____ SOURCE RECORDS
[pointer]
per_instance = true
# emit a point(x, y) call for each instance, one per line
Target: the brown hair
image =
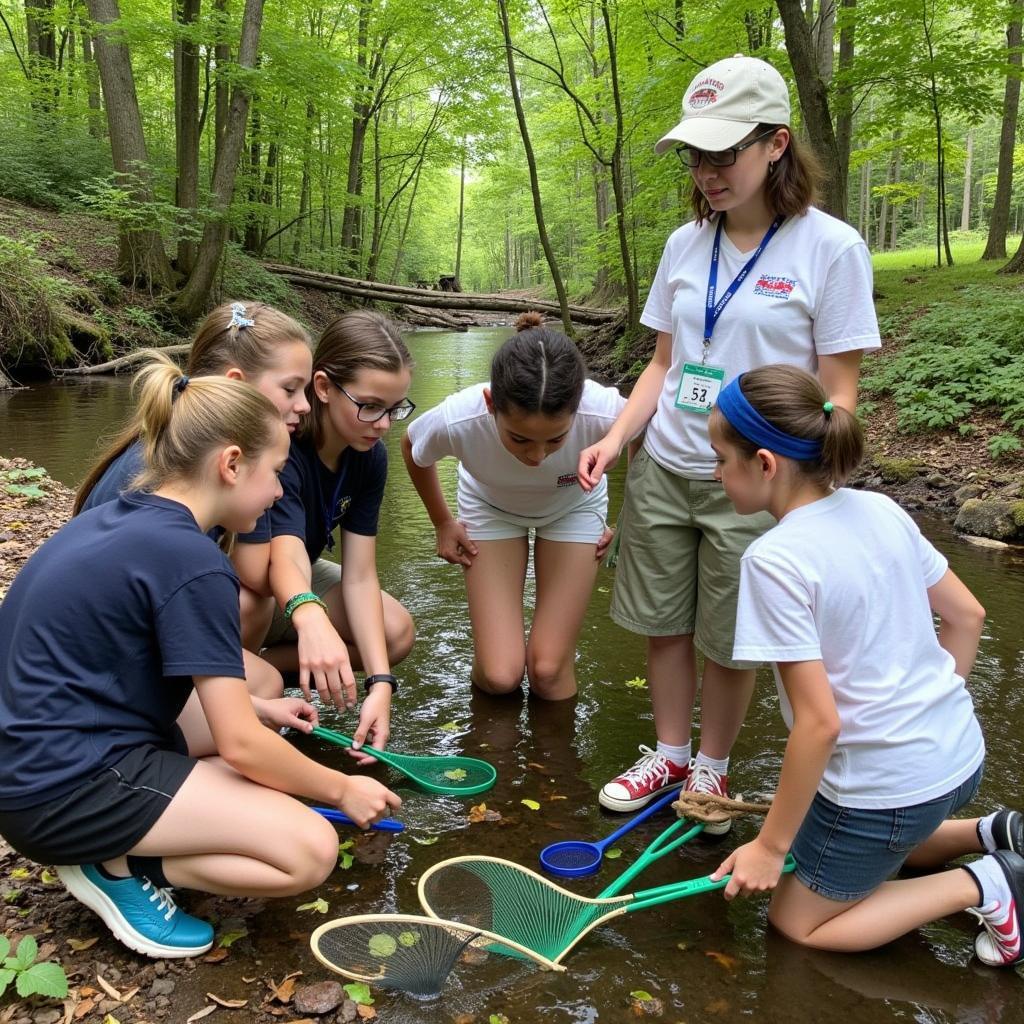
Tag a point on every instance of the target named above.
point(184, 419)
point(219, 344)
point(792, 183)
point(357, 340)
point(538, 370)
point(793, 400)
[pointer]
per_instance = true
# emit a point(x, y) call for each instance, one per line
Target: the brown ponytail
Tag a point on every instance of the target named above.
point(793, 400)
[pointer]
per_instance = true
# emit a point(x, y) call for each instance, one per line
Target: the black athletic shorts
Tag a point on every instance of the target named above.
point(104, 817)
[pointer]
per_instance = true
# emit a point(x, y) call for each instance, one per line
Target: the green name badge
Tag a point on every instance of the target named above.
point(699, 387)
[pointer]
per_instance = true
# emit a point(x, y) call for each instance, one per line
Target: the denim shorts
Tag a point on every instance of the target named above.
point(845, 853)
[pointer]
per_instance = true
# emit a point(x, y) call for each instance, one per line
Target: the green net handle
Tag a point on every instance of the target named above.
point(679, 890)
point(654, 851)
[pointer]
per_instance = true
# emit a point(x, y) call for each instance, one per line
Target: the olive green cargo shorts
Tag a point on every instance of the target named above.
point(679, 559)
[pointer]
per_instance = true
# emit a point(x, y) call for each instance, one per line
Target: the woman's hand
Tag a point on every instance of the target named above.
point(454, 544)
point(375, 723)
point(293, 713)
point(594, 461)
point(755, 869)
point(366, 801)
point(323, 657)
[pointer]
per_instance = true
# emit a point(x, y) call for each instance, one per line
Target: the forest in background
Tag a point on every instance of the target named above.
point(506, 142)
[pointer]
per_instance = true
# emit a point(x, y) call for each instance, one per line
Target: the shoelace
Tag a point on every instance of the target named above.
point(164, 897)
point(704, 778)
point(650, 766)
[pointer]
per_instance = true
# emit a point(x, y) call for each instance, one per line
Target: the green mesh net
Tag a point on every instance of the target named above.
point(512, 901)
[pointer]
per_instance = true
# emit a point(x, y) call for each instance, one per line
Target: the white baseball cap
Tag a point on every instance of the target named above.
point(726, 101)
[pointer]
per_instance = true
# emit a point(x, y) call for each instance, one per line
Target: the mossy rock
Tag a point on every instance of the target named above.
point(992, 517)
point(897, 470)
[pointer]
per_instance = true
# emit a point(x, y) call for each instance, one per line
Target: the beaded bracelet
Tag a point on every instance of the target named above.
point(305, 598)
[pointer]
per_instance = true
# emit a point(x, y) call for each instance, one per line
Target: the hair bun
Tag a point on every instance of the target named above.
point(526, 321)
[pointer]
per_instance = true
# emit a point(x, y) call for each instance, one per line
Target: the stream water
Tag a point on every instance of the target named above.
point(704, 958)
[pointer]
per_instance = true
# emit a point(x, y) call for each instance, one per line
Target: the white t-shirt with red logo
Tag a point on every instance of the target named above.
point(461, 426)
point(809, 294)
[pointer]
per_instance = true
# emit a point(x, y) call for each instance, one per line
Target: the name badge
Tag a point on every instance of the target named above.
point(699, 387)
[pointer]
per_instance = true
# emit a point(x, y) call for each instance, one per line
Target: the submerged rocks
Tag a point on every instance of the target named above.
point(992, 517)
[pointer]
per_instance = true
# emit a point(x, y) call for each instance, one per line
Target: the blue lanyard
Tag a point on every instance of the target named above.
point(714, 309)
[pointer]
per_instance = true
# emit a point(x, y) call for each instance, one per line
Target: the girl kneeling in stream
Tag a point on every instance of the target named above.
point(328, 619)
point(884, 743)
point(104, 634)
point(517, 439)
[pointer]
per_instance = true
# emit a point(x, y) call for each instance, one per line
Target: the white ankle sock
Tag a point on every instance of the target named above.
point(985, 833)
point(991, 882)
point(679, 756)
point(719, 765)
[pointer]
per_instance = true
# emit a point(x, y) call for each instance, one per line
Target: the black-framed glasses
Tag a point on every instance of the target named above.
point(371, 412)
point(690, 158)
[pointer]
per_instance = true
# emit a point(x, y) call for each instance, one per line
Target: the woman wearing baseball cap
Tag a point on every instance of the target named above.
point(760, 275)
________
YOUR INSTRUCTIONS → Rewrite every item above, changing each "Tag a point" to "Place a point" and leaving everything else unchanged. Leave the pictures out of your answer.

RESULT OF THE TASK →
[pointer]
per_instance = true
# emit a point(x, y) call for each instance, one per line
Target: the brown hair
image =
Place a point on every instance of the target named above.
point(184, 419)
point(219, 344)
point(792, 183)
point(357, 340)
point(538, 370)
point(793, 400)
[pointer]
per_instance = true
# emit a point(x, y) call for each instance, one per line
Target: the brown ponytail
Place a point on every instance of the target named above.
point(793, 400)
[pointer]
per_instance = true
# emit a point(x, y) call for each instance, one per line
Target: the black athletic shorts
Place a point on every instance of the target named above.
point(104, 817)
[pointer]
per_instance = true
# emit a point(x, y) call for each instance, one per line
Target: the green name badge
Place a point on every instance of the target named above.
point(699, 387)
[pointer]
per_instance = true
# emit a point(x, y) call for each instance, one per line
Target: the denim shorts
Place a point on every instance of the target named above.
point(845, 853)
[pointer]
per_instance = true
# emit a point(x, y) call for each instance, one per line
Target: the green net handle
Place a point on every instance of the target named above.
point(679, 890)
point(654, 851)
[pointer]
per_instance = true
# emit a point(x, y) call for each instance, one per line
Target: the olive green cargo shorts
Place a point on every instance of the target named above.
point(679, 559)
[pointer]
per_instance = true
# emit a point(x, y) call for each instance, one per line
Target: the woman's hand
Place a point on every instance of the target named above.
point(454, 544)
point(375, 723)
point(293, 713)
point(594, 461)
point(755, 869)
point(366, 801)
point(323, 657)
[pointer]
per_instance = true
# emit a point(x, y) call for each instance, one per line
Target: the forest in background
Place a point on every instance of the target named above.
point(506, 142)
[pointer]
per_instance = true
# emit a point(x, y) call for each instance, one per line
Target: the shoelace
Place a point on every instance of the target named above.
point(164, 897)
point(704, 778)
point(650, 766)
[pointer]
per_instance = true
# emit a point(x, y) call for each instance, one per line
Target: the green mesh net
Place a point on every instance of the target named above.
point(512, 901)
[pointer]
per_instance = true
# emit a point(x, y) call for each instance, one per line
Target: the white baseball cap
Place a point on every instance of the target named above.
point(726, 101)
[pointer]
per_instance = true
# emit a point(x, y) call for each instance, one per line
Target: the mossy rock
Place a point on every instance of the target named above.
point(992, 517)
point(897, 470)
[pointer]
per_instance = true
# emit a point(x, y) call for each instance, one per line
Target: the beaded bracelet
Place a point on every instance of the target named above.
point(305, 598)
[pointer]
per_instance = true
# emit a point(x, y) call for each instance, one per line
Target: the hair bun
Place a point on every instance of the target named above.
point(526, 321)
[pointer]
per_instance = true
# emit a point(x, y) call for each instance, one per line
Target: the stream water
Place a point on every instance of the target named above.
point(704, 958)
[pointer]
per_instance = true
# emit a point(x, y) call for each instance, one per line
Target: the white t-shirt with red logo
Place a point on every instance of the target named above.
point(461, 426)
point(809, 294)
[pointer]
per_instance = true
# emit a point(x, y) call for each instance, one per line
Target: the name badge
Place a point on every instance of the target named above.
point(699, 387)
[pointer]
per_instance = true
# emit a point(x, y) call for each instance, one per line
Target: the submerged rocks
Place a point on every instance of the target named above.
point(992, 517)
[pointer]
per_instance = true
# emit a point(x, y) call for each instance, one per line
Target: the blue lanyard
Place a point on every instance of the target named above.
point(714, 309)
[pointer]
per_instance = true
# emit a point(x, y) call for each instance, one per line
Target: the girl kneeling in stream
Place a point on every instance of the target named above.
point(328, 619)
point(884, 743)
point(104, 634)
point(517, 439)
[pointer]
per_instance = true
# emit a point(x, y) call for each instance, one per line
Target: the white ankle sock
Place a point on every instance of the target named above.
point(985, 833)
point(991, 882)
point(679, 756)
point(719, 765)
[pointer]
per_instance = true
# emit a point(x, y) call for each instance, one per line
Target: the black-framed glasses
Place a point on every instance of the target named above.
point(371, 412)
point(690, 158)
[pointer]
per_instance = true
# emit a point(x, y) call for each instance, one per line
Target: the woman wearing baseball cap
Place a point on every instance of the target named above.
point(760, 275)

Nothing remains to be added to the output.